## What to work on
(1) In the court opinion excerpt on the land survey, on what date did the Surveyor-General approve the survey?
(2) List every person in the court opinion excerpt on the land survey whose testimony is described, with the role the excerpt gives each one.
(3) Pick up the court opinion excerpt on the land survey after its final sentence and continue it.

## Excerpt
◇ ◇ ◇ ◇ ◇
On the filing of the mandate of dismissal of the appeal in the District Court, an order was made directing the Surveyor-General to proceed and survey the land confirmed in conformity with the decree as entered in that court, and which, as we have seen, was entered on the 18th October, 1858. That survey was made and is found in the record. It was approved by the Surveyor-General 18th December, 1860, and filed in the court below 22d January, 1861. We have also the testimony of Hays, the deputy surveyor, who surveyed the lines on the ground, and constructed the map; also of Conway, a clerk in the office, who assisted him, and of Mandeville, the Surveyor-General, who approved of the map, showing that the survey and map were made in strict conformity with the boundaries of the tract as given in the decree, of which they had a copy, and followed as their guide.
This survey having been made in conformity with the decree of the District Court, entered in pursuance of our mandate, would, doubtless, have closed this controversy, had it not been for the act of Congress passed 14th June, 1860, after the entry of the decree in the District Court, but before the survey of the tract by the Surveyor-General. The act purports to be an act to regulate the jurisdiction of the District Courts of the United States in California, in regard to the survey and location of confirmed private land claims. It authorizes the court to allow intervenors, not parties to the record, to appear and contest the survey, or in the words of the act, 'to show the true and proper location of the claim,' and for that purpose to produce evidence before the court, and directs that, 'on the proofs and allegations, the court shall render judgment thereon.' Any party dissatisfied with the decision may appeal to this court within the period of six months.
Under this act several parties intervened, and much testimony was furnished to the court in relation to the survey and location of the tract by the Surveyor-General, and which is found in the record, embracing some two hundred and twenty pages. And on the 16th November, 1861, the court entered an order reforming the survey, as to the eastern line. Instead of adopting the eastern line of the survey, which had been located as directed in its decree, and which was a straight line from the point of beginning to the termination at the Sierra (the southern boundary), passing by the eastern point or base of the low hill in the centre of the ca nada, the court directed that, from the base of the low hill, the line south should be deflected fifty-five degrees west, until it reached a given point or object, and from thence south thirty-four degrees west till it reached the Sierra, or mountain range. Instead of a straight line for the eastern boundary, three lines were directed to be run, at considerable angles to each other, between the starting-point and the termination. This direction of the court not only reformed the survey of the tract as made by the Surveyor-General, but reformed the decree itself of the court, entered on the 18th October, 1858, in pursuance of which the survey had been made. The court assumed that the survey and location of the tract was not to be governed by the decree, but, on the contrary, that it was open to the court to revise, alter, and change it at discretion, and to require the Surveyor-General to conform his survey and location to any new or amended decree; for, certainly, if it was competent to change this eastern line from that settled in the decree, it was equally competent for it to change every other line or boundary as there described and fixed.
◇ ◇ ◇ ◇ ◇
## Data lines
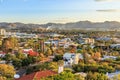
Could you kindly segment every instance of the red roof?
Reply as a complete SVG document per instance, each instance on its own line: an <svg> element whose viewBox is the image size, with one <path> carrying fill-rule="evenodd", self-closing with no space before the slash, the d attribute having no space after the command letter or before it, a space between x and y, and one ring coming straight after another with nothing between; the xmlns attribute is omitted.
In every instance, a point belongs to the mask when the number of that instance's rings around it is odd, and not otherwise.
<svg viewBox="0 0 120 80"><path fill-rule="evenodd" d="M54 71L50 71L50 70L38 71L38 72L34 72L31 74L25 75L25 76L23 76L19 79L16 79L16 80L40 80L40 78L52 76L55 74L57 74L57 73Z"/></svg>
◇ ◇ ◇ ◇ ◇
## Answers
(1) 18th December, 1860.

(2) Hays, the deputy surveyor; Conway, a clerk in the office; Mandeville, the Surveyor-General.

(3)
Now, it must be remembered, that this decree of the District Court designating with great exactness this eastern line, with such exactness that the Surveyor-General had no difficulty in its location, was entered in pursuance of, and in accordance with, the mandate of this court, and by which that court was instructed at the time of the dismissal of the appeal, that the three external lines declared in it were in conformity with the opinion of this court; and that the other line-the north line-only, remained to be completed by a survey to be made, and that this line was to be governed by quantity, which quantity had been previously determined.
This radical change, therefore, of the eastern line of the tract, involves something more than a change by the court of its own decree; it is the change of a decree entered in conformity with the mandate of this court. But we do not intend to place any particular stress upon this view, for we hold that it is not competent for the court to depart from its own decree in the exercise of the power conferred by the act of the 14th June, 1860. The duty enjoined is not a rehearing of the decree on its merits, it is not execute it, to fix the lines on the ground in conformity with the decree entered in the case. The decree is not only the foundation of the validity of the grant, but of the proceedings in the survey and location of land confirmed. But, independently of this view, which we regard as conclusive, and even if the question was an open one, this alternation is wholly unsustainable. Indeed, the learned counsel for the appellees did not undertake to sustain it on the argument. The fact was admitted that the line was a straight one between the two termini.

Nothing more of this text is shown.